>> begin QUOTED PASSAGE

River is in very good shape for spring, best of our area rivers. Even heard a few catfish reports. Angelo’s reported some walleye, pike going around Wilmington with scattered crappie action and smallmouth just starting.
Ed Mullady sent this:
The Kankakee is in good fishing condition, but many fishermen are waiting for warmer temperatures. River is at about normal level and very, very clear(as of today!). INDIANA: Walleye fair close to shore along 10 mile road at Kankakee F&W Area on *jig and minnow *silver weedless Doctor Spoons. Good at Point north of English Lake *Rt. 49 to Davis Ditch. LaSalle F&W Area: Try for walleye along river shorelines with above baits. Black Oak Bayou good for largemouth bass near shorelines on *minnows *live and artificial worms *frog shaped baits. Croppie here on *pinkie jig & minnow *small spinners *streamer flies. ILLINOIS: Walleye fair. Best at Momence area *Ryan’s Pier near Aroma Park.* In Kankakee, try from Washington St. Bridge through Johnson’s Fisherman’s Park. *Kankakee River State Park near Willow and Langham Island on *jig and minnow *jig and crawler *jointed plugs. Catfish good throughout river. Best in evening into dark on *minnows *crawlers *catfish *cheese. In Wilmington, Island Park fair to good on walleye, bass, catfish.
Morris Wetlands opens on Friday for fishing that stretch of the Mazon. Hours will 6 a.m. to sunset.
OREGON: Jan Prose at TJ’s Bait/Tackle & Canoe Rental sent this:
Rock River has come down a bit, and the water is clearing up. Several nice fish have been caught the past week. A 40″ Northern and another one at 36″. Several nice walleye; a couple in the 8 1/2 pound range and others around 5 pounds. A lot of near keeper size males being caught. Good colors are chartreuse or pearl jig and a minnow and Berkley’s Swim Bait.

>> end QUOTED PASSAGE
>> begin RAW DATA

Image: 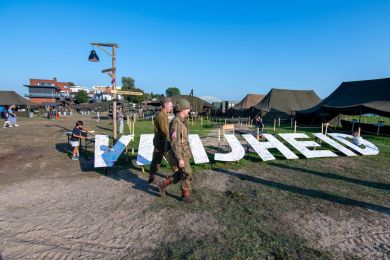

>> end RAW DATA

Reproduce the part of the fishing report that opens with the words containing "OREGON: Jan Prose" and closes with "Berkley’s Swim Bait.". The listing isn't needed for this.

OREGON: Jan Prose at TJ’s Bait/Tackle & Canoe Rental sent this:
Rock River has come down a bit, and the water is clearing up. Several nice fish have been caught the past week. A 40″ Northern and another one at 36″. Several nice walleye; a couple in the 8 1/2 pound range and others around 5 pounds. A lot of near keeper size males being caught. Good colors are chartreuse or pearl jig and a minnow and Berkley’s Swim Bait.